• [Problem to solve]:
Copy the listing below word for word, starting at its very beginning and running down to the line that contains "point(200, 214)", with both of those lines included. Omit the pictures from your copy.

• [Record list]:
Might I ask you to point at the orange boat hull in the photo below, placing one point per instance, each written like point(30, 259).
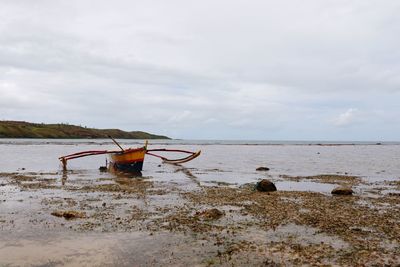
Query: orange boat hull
point(130, 160)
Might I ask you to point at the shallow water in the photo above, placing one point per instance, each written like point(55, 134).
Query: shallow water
point(221, 161)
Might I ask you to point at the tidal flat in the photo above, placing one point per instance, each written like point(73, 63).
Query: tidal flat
point(200, 214)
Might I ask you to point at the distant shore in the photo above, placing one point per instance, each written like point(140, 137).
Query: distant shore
point(22, 129)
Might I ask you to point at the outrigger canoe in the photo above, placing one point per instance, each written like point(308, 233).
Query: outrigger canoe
point(131, 159)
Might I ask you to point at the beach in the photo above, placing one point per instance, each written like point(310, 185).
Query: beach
point(203, 213)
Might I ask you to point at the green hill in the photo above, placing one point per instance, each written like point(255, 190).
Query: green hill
point(21, 129)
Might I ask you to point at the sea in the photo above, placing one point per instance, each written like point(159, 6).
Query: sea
point(221, 161)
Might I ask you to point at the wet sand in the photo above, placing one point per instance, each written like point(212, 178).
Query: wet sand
point(49, 219)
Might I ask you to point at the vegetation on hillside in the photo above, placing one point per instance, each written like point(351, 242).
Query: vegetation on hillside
point(21, 129)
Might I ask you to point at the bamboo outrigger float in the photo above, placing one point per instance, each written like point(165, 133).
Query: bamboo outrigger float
point(131, 159)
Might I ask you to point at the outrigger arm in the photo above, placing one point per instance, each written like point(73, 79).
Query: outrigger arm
point(192, 155)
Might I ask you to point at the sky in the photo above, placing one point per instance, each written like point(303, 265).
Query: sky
point(210, 69)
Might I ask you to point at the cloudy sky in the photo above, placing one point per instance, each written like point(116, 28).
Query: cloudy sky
point(241, 69)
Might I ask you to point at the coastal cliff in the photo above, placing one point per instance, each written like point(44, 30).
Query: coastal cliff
point(21, 129)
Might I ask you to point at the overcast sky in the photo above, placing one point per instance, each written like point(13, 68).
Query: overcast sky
point(209, 69)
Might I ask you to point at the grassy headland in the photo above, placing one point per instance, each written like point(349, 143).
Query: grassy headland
point(21, 129)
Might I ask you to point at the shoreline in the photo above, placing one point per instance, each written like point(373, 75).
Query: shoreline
point(189, 223)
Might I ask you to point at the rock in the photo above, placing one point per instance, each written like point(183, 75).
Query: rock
point(211, 214)
point(103, 168)
point(69, 214)
point(342, 190)
point(265, 186)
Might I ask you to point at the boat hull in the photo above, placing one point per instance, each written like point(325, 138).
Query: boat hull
point(129, 160)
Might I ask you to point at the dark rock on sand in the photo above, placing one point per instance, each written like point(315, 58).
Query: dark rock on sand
point(265, 186)
point(103, 168)
point(211, 214)
point(342, 190)
point(69, 214)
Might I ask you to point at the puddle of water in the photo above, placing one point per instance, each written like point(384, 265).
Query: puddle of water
point(296, 234)
point(305, 186)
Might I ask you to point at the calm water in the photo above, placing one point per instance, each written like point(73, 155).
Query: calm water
point(221, 161)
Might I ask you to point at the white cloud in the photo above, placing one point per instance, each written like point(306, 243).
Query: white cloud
point(347, 118)
point(260, 69)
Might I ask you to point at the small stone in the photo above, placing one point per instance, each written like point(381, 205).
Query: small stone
point(265, 186)
point(69, 214)
point(211, 214)
point(342, 190)
point(103, 169)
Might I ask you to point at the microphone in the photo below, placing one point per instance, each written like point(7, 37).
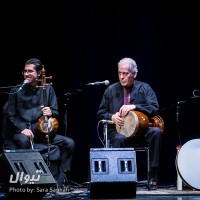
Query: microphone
point(104, 121)
point(23, 84)
point(106, 82)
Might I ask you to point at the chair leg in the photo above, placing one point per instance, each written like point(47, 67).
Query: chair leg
point(148, 164)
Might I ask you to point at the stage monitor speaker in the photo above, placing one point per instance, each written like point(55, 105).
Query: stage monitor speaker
point(24, 174)
point(113, 173)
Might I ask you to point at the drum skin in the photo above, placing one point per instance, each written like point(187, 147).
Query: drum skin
point(188, 163)
point(135, 124)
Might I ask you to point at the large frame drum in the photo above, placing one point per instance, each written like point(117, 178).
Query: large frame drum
point(188, 163)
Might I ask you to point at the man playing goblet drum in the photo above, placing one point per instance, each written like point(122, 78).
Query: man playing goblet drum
point(128, 95)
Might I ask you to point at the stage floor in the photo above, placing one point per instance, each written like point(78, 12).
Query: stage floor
point(163, 192)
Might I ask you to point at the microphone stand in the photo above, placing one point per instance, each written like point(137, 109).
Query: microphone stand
point(105, 131)
point(65, 116)
point(47, 121)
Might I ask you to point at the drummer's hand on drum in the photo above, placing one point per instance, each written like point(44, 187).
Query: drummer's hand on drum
point(28, 133)
point(116, 118)
point(125, 109)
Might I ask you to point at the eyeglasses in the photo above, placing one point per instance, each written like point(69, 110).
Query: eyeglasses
point(124, 74)
point(29, 71)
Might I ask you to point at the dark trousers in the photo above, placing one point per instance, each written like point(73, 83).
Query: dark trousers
point(66, 146)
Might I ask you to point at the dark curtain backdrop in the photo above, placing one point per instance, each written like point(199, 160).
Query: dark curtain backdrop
point(81, 42)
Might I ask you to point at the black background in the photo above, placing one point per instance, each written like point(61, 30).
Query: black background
point(81, 42)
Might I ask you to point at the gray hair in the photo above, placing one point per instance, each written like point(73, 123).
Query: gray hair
point(129, 62)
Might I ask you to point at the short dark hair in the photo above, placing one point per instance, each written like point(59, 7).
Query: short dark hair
point(36, 62)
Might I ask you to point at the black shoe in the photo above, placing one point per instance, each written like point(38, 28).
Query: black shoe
point(152, 184)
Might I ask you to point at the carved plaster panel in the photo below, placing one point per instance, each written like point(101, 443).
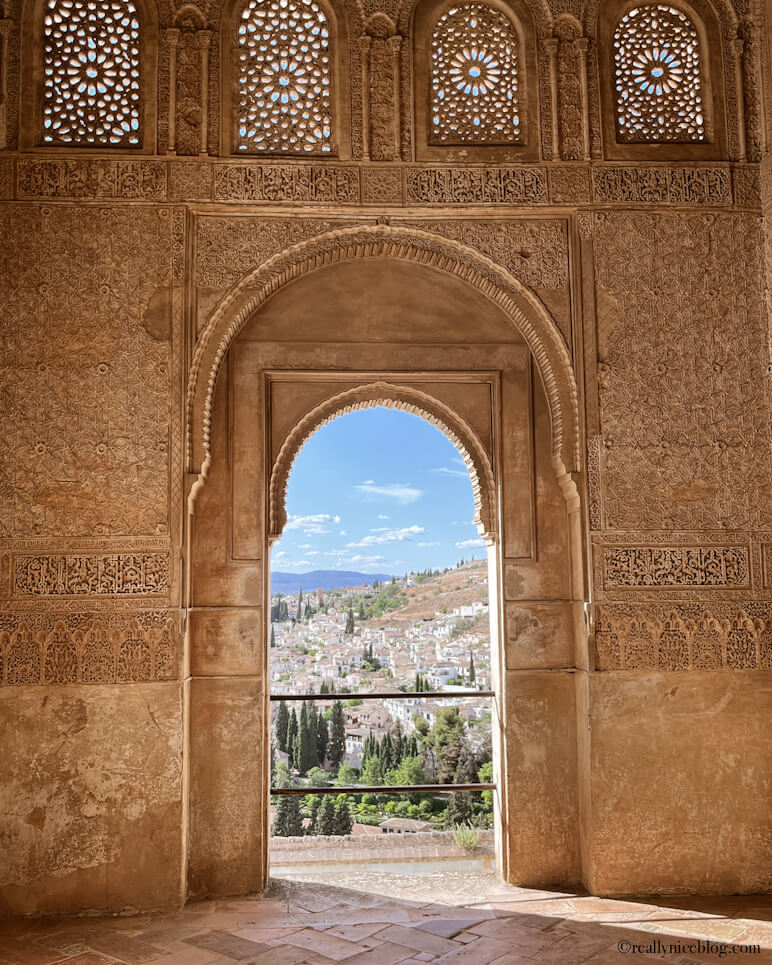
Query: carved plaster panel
point(88, 648)
point(86, 370)
point(682, 371)
point(646, 637)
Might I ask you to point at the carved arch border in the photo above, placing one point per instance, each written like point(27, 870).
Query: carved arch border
point(390, 395)
point(526, 313)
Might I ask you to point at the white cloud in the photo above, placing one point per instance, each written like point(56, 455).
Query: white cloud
point(391, 536)
point(402, 493)
point(361, 562)
point(317, 523)
point(451, 472)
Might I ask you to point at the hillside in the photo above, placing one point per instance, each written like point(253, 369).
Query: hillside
point(321, 579)
point(445, 592)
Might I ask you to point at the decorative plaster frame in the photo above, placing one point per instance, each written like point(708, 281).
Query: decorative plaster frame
point(526, 313)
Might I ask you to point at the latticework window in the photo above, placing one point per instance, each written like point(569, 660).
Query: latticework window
point(91, 72)
point(283, 76)
point(474, 77)
point(658, 79)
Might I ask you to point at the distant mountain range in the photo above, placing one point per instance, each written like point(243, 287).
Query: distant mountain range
point(324, 579)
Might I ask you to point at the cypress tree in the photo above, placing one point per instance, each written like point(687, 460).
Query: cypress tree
point(322, 739)
point(292, 736)
point(325, 819)
point(336, 749)
point(282, 723)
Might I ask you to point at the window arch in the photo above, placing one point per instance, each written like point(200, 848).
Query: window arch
point(94, 68)
point(91, 73)
point(658, 77)
point(285, 61)
point(662, 80)
point(475, 81)
point(475, 77)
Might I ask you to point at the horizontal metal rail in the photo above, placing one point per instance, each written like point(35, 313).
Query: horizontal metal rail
point(380, 695)
point(386, 789)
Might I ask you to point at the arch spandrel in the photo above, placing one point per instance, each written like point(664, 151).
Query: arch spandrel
point(525, 313)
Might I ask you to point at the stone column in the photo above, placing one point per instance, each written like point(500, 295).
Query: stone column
point(5, 30)
point(204, 40)
point(581, 44)
point(172, 35)
point(364, 47)
point(552, 49)
point(395, 43)
point(738, 45)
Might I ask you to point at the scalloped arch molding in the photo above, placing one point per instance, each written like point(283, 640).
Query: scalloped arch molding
point(526, 314)
point(390, 395)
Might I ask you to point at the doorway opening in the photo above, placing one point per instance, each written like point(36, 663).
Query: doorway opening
point(383, 657)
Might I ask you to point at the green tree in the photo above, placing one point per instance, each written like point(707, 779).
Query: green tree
point(346, 775)
point(289, 821)
point(459, 810)
point(336, 748)
point(322, 738)
point(447, 738)
point(292, 736)
point(325, 819)
point(372, 774)
point(342, 821)
point(282, 723)
point(410, 771)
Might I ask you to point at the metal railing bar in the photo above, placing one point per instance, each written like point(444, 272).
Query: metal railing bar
point(380, 695)
point(386, 789)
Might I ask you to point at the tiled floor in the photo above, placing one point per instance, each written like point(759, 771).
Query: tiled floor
point(457, 918)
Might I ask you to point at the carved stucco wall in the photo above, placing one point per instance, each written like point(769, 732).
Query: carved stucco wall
point(654, 274)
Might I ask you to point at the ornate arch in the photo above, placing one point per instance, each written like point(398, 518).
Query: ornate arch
point(390, 396)
point(526, 314)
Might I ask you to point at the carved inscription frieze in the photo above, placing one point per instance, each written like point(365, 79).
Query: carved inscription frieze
point(86, 370)
point(88, 648)
point(682, 370)
point(490, 185)
point(88, 178)
point(662, 185)
point(684, 637)
point(286, 182)
point(124, 574)
point(669, 566)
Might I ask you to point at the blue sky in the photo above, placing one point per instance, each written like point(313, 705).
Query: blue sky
point(377, 491)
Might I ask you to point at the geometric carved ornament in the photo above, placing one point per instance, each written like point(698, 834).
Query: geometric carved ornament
point(282, 70)
point(475, 83)
point(657, 75)
point(91, 68)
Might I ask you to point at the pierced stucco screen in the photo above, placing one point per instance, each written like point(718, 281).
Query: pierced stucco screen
point(91, 73)
point(475, 84)
point(657, 76)
point(283, 76)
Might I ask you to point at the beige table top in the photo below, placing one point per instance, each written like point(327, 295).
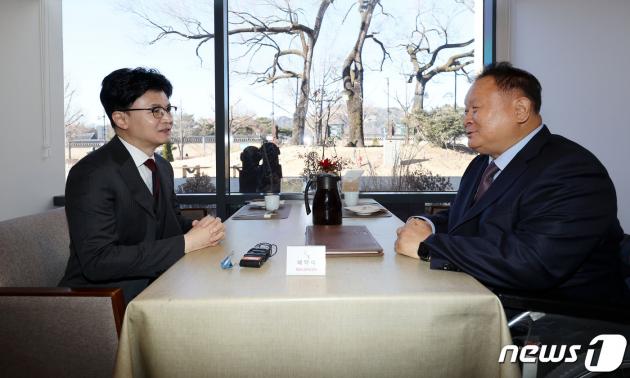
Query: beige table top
point(369, 316)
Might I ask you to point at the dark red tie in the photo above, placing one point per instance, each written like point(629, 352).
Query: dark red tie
point(486, 180)
point(150, 163)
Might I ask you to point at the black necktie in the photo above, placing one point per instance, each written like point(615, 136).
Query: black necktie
point(486, 180)
point(150, 163)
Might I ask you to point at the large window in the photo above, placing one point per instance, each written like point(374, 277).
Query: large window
point(378, 86)
point(101, 36)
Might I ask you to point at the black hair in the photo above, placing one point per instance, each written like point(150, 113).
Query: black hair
point(509, 78)
point(122, 87)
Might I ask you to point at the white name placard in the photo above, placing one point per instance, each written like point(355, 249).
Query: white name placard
point(306, 260)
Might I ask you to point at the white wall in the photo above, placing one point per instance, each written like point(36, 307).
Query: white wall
point(31, 106)
point(579, 50)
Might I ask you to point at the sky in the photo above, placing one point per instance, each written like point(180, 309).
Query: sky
point(102, 35)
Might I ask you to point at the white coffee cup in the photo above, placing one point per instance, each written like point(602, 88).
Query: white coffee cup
point(272, 202)
point(351, 198)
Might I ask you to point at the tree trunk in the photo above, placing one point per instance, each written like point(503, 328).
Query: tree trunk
point(308, 45)
point(418, 97)
point(352, 74)
point(355, 115)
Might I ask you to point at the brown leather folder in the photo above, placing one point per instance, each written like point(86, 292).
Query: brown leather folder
point(344, 240)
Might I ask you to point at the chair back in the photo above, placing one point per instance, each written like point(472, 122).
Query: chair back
point(625, 259)
point(34, 249)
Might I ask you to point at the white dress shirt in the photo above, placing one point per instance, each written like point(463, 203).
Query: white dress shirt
point(501, 162)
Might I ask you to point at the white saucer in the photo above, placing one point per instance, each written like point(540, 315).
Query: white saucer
point(364, 209)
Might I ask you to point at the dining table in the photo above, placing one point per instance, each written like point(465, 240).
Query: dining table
point(368, 316)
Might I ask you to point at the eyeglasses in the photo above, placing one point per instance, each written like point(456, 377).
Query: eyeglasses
point(158, 111)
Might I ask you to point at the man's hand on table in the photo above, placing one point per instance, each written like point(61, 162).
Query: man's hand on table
point(206, 232)
point(410, 236)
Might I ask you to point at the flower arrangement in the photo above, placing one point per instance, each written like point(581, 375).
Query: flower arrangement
point(332, 165)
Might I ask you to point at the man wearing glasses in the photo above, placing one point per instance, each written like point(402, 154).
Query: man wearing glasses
point(124, 220)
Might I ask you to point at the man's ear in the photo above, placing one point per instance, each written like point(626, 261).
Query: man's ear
point(522, 109)
point(120, 119)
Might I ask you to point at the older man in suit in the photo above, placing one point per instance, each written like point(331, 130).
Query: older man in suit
point(123, 216)
point(534, 211)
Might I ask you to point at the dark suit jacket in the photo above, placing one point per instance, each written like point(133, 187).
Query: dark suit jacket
point(548, 222)
point(117, 237)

• [Final answer]:
Might I ask you to point at the orange boat hull in the photo below, placing one point per instance, each written like point(30, 259).
Query: orange boat hull
point(130, 160)
Might I ask you to point at the shallow water in the photo above, placing one point per instance, each written like point(55, 134).
Query: shallow water
point(221, 161)
Might I ask you to point at the tidal flat in the photo above, placing one point per instance, each written like point(73, 63).
Query: tidal flat
point(200, 214)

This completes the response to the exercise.